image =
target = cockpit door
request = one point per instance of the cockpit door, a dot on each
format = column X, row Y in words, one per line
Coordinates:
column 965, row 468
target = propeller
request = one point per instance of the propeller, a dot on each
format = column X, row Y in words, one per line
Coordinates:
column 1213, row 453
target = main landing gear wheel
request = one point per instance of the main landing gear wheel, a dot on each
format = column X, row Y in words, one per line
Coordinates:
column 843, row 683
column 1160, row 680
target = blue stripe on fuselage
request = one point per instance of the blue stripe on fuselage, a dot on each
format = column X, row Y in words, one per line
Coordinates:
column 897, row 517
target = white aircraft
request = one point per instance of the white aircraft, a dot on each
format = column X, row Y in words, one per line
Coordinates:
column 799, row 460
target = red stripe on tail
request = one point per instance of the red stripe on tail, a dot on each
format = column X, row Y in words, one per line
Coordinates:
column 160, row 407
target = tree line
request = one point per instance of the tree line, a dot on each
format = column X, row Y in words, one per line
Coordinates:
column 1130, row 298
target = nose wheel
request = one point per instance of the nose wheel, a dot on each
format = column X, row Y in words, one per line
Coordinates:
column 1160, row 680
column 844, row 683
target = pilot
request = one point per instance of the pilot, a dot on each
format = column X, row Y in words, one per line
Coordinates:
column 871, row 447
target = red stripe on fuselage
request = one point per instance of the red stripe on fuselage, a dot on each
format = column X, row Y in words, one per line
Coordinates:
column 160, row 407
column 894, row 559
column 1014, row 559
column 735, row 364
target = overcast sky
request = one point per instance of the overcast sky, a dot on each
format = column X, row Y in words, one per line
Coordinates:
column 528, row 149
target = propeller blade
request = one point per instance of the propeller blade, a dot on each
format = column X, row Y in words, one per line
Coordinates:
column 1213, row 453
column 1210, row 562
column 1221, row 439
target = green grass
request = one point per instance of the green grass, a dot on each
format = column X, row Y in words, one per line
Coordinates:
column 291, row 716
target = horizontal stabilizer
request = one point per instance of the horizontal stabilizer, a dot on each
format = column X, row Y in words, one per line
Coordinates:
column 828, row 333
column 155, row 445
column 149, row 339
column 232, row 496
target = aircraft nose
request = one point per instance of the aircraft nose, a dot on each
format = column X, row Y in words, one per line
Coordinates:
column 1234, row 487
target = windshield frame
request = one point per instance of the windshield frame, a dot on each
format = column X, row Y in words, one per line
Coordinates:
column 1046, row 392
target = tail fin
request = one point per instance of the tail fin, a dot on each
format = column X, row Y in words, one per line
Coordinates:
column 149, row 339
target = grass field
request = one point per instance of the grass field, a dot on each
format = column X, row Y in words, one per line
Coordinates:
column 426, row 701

Exercise instructions: Each line above that contains the string "field" should be copied.

Task response:
target = grass field
request = one point per instance of the grass field, a dot on each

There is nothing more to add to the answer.